### DO THIS
Copy everything in the material from the line containing "In this exercise you will indicate the spoon handle" down to the end, requests included, but multiply each x and y coordinate in the answers by 1.95 and round to whole numbers, halves up. Keep the sample coordinates in the requests unchanged, and leave the pictures out.

***** EXTRACTED ENTRIES *****

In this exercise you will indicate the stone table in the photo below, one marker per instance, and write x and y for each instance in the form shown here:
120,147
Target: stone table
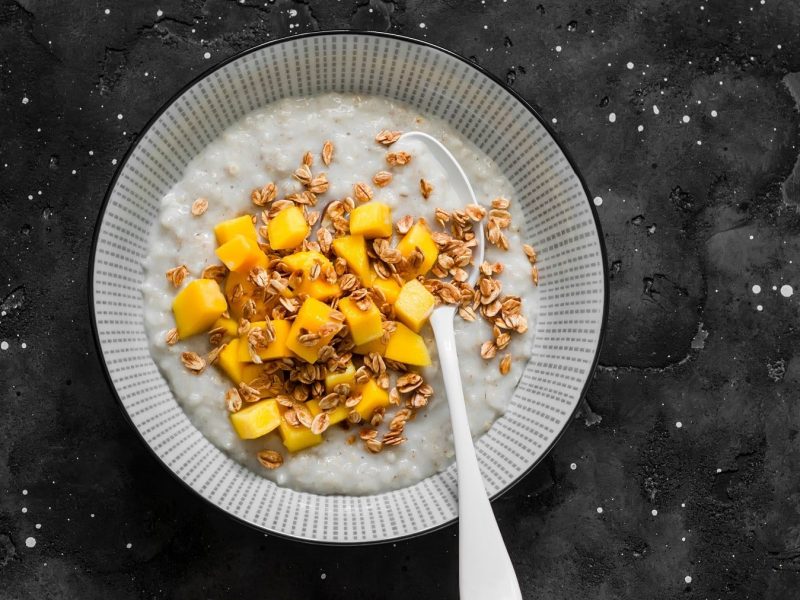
679,478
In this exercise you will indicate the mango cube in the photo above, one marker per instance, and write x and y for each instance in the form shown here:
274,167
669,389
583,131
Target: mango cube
227,230
389,287
414,304
230,326
365,325
372,396
419,236
347,376
353,249
197,306
256,419
229,362
318,288
287,229
297,437
314,317
275,349
337,415
371,220
241,254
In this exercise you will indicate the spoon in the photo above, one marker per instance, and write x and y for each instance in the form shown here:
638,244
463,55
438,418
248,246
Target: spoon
485,571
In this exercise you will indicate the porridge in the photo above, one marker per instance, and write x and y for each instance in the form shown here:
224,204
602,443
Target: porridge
304,250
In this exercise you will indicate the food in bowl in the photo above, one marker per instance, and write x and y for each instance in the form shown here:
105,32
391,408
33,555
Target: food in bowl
304,354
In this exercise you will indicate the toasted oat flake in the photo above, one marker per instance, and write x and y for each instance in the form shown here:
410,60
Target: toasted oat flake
177,274
270,459
382,178
193,362
387,137
199,206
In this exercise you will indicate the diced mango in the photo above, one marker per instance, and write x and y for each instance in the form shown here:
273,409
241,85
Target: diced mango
318,288
235,306
229,362
353,249
275,349
241,254
313,317
371,220
257,419
287,229
414,304
389,287
419,236
337,415
297,437
227,230
229,325
407,347
365,325
372,396
347,376
197,306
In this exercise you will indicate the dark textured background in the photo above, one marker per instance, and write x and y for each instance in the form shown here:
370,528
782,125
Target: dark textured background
690,229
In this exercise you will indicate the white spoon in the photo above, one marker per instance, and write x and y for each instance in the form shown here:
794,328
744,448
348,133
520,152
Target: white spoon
485,570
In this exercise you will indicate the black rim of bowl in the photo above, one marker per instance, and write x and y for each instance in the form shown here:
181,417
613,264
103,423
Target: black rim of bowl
216,67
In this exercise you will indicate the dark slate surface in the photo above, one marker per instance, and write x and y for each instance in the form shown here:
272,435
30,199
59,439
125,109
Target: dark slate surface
696,214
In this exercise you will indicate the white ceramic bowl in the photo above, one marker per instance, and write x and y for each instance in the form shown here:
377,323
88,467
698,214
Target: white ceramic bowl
559,217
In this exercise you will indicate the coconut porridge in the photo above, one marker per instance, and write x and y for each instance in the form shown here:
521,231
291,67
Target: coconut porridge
319,160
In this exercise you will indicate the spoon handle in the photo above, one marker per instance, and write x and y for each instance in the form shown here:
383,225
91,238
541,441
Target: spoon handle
485,569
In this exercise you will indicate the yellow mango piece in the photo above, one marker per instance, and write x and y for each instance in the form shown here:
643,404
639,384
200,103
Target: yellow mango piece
372,396
318,288
287,229
371,220
197,306
389,287
256,419
347,376
313,317
227,230
407,347
419,236
241,254
275,349
337,415
365,325
353,249
297,437
229,325
414,304
235,307
229,361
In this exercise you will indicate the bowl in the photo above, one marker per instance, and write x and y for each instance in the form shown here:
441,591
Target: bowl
559,217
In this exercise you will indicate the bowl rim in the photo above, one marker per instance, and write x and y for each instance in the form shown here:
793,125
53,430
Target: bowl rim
332,32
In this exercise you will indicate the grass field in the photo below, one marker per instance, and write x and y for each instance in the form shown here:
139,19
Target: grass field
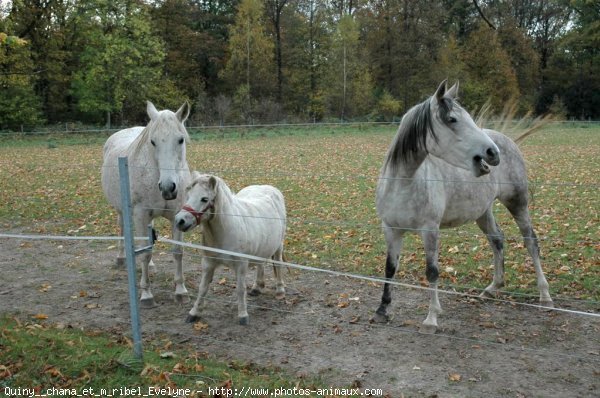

*****

### OUTPUT FOR THIS EXERCISE
In this exercise you will indicate the spoon handle in the photo above, one marker per instance, and write x and y for each instance in the form shown here:
383,225
91,238
541,441
Target: spoon handle
946,1110
In this exercise you will indicate the yellow mango piece in the photo above, one marker per instance, and write x and y for each instance in the form shown here:
643,404
639,384
200,103
Target: yellow mango piece
725,772
620,562
560,447
723,429
384,597
759,560
499,817
677,733
610,618
443,449
794,677
817,460
470,495
536,681
657,809
712,634
688,486
579,852
447,634
807,593
458,599
447,704
In this exercise you will indicate the bowl in the photo above, one marker per instance, and write x and y for each instance in the form shown here:
441,591
Target: bowl
1090,423
In this exercise you will indicate the bowl rim in the photo above, one marker per instance, and write x and y for each instance in the form shown here:
793,125
53,430
Target: bowl rim
647,62
In this exercise you will indicate the grass field in the photo below, one marker per instance, and write x and y for each instance in the form shown here:
139,19
Target: grass field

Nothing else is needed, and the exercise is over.